- Work to complete
Render every line of the listing below as a JSON list of strings, with one string per line and any blank lines left out.

- Task material
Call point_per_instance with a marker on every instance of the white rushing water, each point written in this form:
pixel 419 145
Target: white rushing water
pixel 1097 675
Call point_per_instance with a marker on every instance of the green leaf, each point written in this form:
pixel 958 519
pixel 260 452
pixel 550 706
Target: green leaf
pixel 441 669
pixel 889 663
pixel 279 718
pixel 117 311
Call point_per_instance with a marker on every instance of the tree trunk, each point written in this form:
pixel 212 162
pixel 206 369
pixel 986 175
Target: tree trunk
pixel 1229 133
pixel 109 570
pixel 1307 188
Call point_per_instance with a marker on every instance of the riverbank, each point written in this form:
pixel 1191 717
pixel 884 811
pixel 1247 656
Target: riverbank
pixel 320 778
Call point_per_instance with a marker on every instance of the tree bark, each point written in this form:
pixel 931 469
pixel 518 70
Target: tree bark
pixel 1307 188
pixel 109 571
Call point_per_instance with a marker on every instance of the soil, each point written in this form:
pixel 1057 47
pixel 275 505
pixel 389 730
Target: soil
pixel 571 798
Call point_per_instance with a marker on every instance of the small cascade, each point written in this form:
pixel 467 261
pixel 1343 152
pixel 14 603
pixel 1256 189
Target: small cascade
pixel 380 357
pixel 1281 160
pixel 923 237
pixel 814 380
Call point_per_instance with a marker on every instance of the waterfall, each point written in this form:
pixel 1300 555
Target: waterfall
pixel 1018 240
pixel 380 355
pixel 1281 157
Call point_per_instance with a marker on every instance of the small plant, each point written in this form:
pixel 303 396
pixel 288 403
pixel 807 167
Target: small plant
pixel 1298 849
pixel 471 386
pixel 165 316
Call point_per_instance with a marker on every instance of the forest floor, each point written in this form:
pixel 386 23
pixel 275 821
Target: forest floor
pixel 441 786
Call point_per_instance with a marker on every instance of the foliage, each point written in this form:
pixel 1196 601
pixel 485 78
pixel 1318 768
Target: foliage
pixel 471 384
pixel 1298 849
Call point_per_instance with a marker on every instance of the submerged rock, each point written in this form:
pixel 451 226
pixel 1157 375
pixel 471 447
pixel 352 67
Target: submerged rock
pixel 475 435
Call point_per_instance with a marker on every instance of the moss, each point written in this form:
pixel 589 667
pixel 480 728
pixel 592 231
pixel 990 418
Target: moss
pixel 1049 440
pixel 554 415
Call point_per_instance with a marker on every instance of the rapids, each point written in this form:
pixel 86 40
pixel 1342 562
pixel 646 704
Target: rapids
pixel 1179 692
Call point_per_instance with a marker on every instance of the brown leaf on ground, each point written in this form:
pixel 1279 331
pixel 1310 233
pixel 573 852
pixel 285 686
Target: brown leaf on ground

- Response
[
  "Call point_per_instance with a marker on every instance of the white rushing water, each point written in this form:",
  "pixel 419 145",
  "Target: white rushing water",
  "pixel 1097 675",
  "Call point_per_instance with a marker on every instance of the green leaf, each point written in this form:",
  "pixel 958 519",
  "pixel 260 452",
  "pixel 550 706",
  "Target: green leaf",
  "pixel 441 669",
  "pixel 889 663",
  "pixel 279 718",
  "pixel 117 311",
  "Call point_per_instance with a marker on every instance of the tree trunk, each point written in this form:",
  "pixel 212 162",
  "pixel 206 369",
  "pixel 986 175",
  "Target: tree trunk",
  "pixel 1229 133",
  "pixel 109 570",
  "pixel 1307 188",
  "Call point_per_instance with a marker on every instance of the riverbank, each point written in this form:",
  "pixel 1191 717",
  "pixel 884 811",
  "pixel 1247 656",
  "Target: riverbank",
  "pixel 320 778",
  "Call point_per_instance with a marker on every instance of the tree bark, each point written in this form:",
  "pixel 931 469",
  "pixel 518 70",
  "Target: tree bark",
  "pixel 1307 188",
  "pixel 109 571",
  "Call point_per_instance with a marker on every instance of the soil, each point written in this form:",
  "pixel 1057 47",
  "pixel 275 505",
  "pixel 389 730",
  "Target: soil",
  "pixel 571 798",
  "Call point_per_instance with a marker on every instance of the small cascade, each point written in this form:",
  "pixel 467 261",
  "pixel 1343 152",
  "pixel 14 603",
  "pixel 1256 189",
  "Target: small cascade",
  "pixel 380 357",
  "pixel 1281 160",
  "pixel 923 237",
  "pixel 814 380",
  "Call point_per_instance with a marker on every instance of the waterfall, each point written in this form:",
  "pixel 1300 555",
  "Target: waterfall",
  "pixel 1018 240",
  "pixel 380 355",
  "pixel 1281 157",
  "Call point_per_instance with a marker on every instance of the small plant, each point written in this form:",
  "pixel 303 396",
  "pixel 288 403",
  "pixel 807 167",
  "Target: small plant",
  "pixel 1298 849",
  "pixel 471 386",
  "pixel 165 316",
  "Call point_per_instance with a marker on every instance of the forest floor, each point written in this form:",
  "pixel 386 23",
  "pixel 275 821",
  "Target: forest floor",
  "pixel 441 786",
  "Call point_per_instance with a marker on every instance of the foliage, each point written in this form:",
  "pixel 1196 601",
  "pixel 485 78",
  "pixel 1318 768",
  "Target: foliage",
  "pixel 471 384",
  "pixel 1298 849",
  "Call point_per_instance with a marker on every instance of the submerged rock, each point written in this form:",
  "pixel 451 226",
  "pixel 1157 375",
  "pixel 471 447",
  "pixel 352 67",
  "Target: submerged rock",
  "pixel 475 435",
  "Call point_per_instance with a marker on every instance of the moss, each point written in this form:",
  "pixel 589 667",
  "pixel 480 728",
  "pixel 592 231",
  "pixel 990 418",
  "Target: moss",
  "pixel 1049 440",
  "pixel 554 415",
  "Call point_per_instance with a marker on every instance of the rapids, each point written in this form:",
  "pixel 86 40",
  "pixel 1342 562",
  "pixel 646 704",
  "Target: rapids",
  "pixel 1179 692",
  "Call point_per_instance with a marker on every instance of the brown leaf on ground, each point written in this form:",
  "pixel 1279 331",
  "pixel 1310 233",
  "pixel 573 852",
  "pixel 285 686",
  "Target: brown leaf on ground"
]